Problem statement: Would you give the records below again, exactly and completely?

[Stored data entries]
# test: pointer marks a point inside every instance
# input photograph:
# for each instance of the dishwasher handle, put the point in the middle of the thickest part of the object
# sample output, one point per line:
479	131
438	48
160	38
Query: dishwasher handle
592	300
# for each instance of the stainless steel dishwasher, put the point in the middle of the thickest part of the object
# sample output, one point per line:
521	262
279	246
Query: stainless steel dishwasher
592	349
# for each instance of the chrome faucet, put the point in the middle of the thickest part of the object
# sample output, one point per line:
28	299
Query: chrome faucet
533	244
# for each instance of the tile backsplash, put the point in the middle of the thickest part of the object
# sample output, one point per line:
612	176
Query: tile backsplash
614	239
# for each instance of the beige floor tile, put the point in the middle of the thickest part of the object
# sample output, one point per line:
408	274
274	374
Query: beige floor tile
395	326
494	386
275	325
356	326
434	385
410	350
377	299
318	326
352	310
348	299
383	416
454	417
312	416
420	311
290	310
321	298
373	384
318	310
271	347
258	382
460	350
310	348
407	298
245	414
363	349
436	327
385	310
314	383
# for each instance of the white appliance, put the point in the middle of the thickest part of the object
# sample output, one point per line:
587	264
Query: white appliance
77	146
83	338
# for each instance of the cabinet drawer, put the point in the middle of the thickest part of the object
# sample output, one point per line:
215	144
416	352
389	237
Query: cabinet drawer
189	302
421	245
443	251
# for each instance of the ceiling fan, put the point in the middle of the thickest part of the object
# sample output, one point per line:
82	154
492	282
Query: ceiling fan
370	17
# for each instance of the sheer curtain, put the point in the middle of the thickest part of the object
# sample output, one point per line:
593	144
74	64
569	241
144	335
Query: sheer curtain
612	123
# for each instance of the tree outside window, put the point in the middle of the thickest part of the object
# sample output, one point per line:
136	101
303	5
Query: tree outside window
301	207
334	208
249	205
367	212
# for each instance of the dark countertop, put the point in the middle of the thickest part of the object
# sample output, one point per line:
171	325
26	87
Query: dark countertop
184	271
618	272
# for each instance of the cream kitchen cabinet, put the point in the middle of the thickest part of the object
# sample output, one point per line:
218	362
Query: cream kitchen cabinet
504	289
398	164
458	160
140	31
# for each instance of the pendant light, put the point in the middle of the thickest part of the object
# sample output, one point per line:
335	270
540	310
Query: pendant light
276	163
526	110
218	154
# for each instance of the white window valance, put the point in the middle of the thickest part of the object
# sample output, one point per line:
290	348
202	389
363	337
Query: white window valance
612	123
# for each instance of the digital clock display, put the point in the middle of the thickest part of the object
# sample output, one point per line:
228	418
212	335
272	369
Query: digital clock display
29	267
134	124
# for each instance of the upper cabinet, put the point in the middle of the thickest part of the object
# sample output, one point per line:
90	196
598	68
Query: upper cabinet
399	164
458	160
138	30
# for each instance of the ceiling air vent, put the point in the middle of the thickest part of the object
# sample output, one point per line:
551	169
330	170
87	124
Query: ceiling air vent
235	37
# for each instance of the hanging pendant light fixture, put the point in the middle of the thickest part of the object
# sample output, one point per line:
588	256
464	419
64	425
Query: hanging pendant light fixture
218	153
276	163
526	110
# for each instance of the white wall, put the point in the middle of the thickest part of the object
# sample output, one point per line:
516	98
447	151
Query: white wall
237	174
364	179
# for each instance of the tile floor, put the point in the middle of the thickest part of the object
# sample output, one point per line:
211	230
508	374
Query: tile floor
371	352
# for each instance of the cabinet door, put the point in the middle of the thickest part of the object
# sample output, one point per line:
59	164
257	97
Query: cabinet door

Result for this exercise:
# test: pointer marks a point inside every instance
# input photograph:
# for each instance of the dishwasher handle, put the point in the middle of the thickest part of the object
# sample output, one point per line:
479	131
438	48
160	38
Query: dishwasher handle
592	300
# for each instance of the stainless steel dishwasher, put the point in the middle of the thickest part of the object
# sample output, one point per line:
521	262
279	246
Query: stainless steel dishwasher
592	349
# for each instance of the chrome faucet, put the point in the middle of the thickest part of the object
# sample output, one point per line:
28	299
Query: chrome faucet
533	244
# for each instance of the tile backsplash, put the point in the middle of the thickest part of the object
# sample output, one point per line:
612	176
Query: tile backsplash
614	239
# for each instance of the beige floor tile, put the point in the middle of the thickest part of the object
# sample output, one point per line:
408	274
274	374
Query: beige floor tile
395	326
494	386
275	325
356	326
434	385
410	350
377	299
318	326
352	310
348	299
383	416
454	417
312	416
420	311
290	310
321	298
373	384
318	310
271	347
258	382
460	350
310	348
407	298
245	414
363	349
436	327
385	310
314	383
# for each instance of the white appliance, put the point in the middle of the thickest part of the object
# sample output, one point per line:
587	264
Query: white appliance
77	146
83	338
# for each instance of the cabinet drawer, put the point in the middle of the thickest part of the object
# sample output, one point per line:
215	144
416	352
389	237
Query: cabinet drawer
189	302
421	245
443	251
# for each instance of the ceiling fan, put the point in the middle of the thickest part of the object
# sample output, one point per line:
82	154
492	282
Query: ceiling fan
370	17
# for each instance of the sheer curtain, put the point in the middle of the thickest part of the object
# sample output, one point per line:
593	144
74	64
569	241
144	335
Query: sheer curtain
612	123
# for each instance of the tree outside window, put the point in the middle of the thickest part of the object
# sample output, one point per line:
136	101
303	5
Query: tree outside window
301	207
334	208
249	205
367	212
# for each instance of the dark countertop, put the point in the middle of the thickest part of the object
# sample output, one point per line:
171	325
26	87
Query: dark countertop
184	271
618	272
# for each instance of the cream kitchen cabinet, put the point in the middle of the thickest part of the object
# sample output, one point per line:
218	362
Query: cream kitchen cabinet
504	289
398	164
458	160
140	31
# for each instance of the pendant light, put the point in the middle of the thickest part of the object
# sample output, one point per line:
335	270
540	310
Query: pendant light
276	163
526	110
218	154
# for each instance of the white window valance, put the point in the middle of the thickest part of the object
# sample output, one point per line:
290	348
202	389
363	337
Query: white window valance
612	123
# for each instance of the digital clock display, put the point in the middle of the thickest part of the object
# sample output, one point per line:
228	418
212	335
272	369
Query: digital clock display
29	267
134	124
# for each instance of the upper cabinet, put the point in the middle of the thickest part of the object
# sample output, one point per line:
90	196
598	68
Query: upper cabinet
399	164
458	160
138	30
# for each instance of the ceiling air vent, put the point in the middle of the thickest part of the object
# sample output, one point per line:
551	169
330	170
87	124
Query: ceiling air vent
235	37
# for each instance of the hanging pendant light fixture, put the point in the middle of the thickest part of the object
# sample output, one point per line:
588	256
464	419
64	425
Query: hanging pendant light fixture
218	153
276	163
526	110
# for each instance of the white wall, put the point in the middle of the thickest part of the object
# sample output, one point per line:
516	98
447	151
Query: white wall
237	174
364	179
# for each instance of the tile floor, put the point in the middle of the thickest part of the object
# sample output, one point per line:
211	230
508	374
Query: tile floor
371	352
# for each instance of the cabinet door, put the point in the middle of the thickest part of the object
# sample output, one point per line:
59	164
257	97
Query: cabinet door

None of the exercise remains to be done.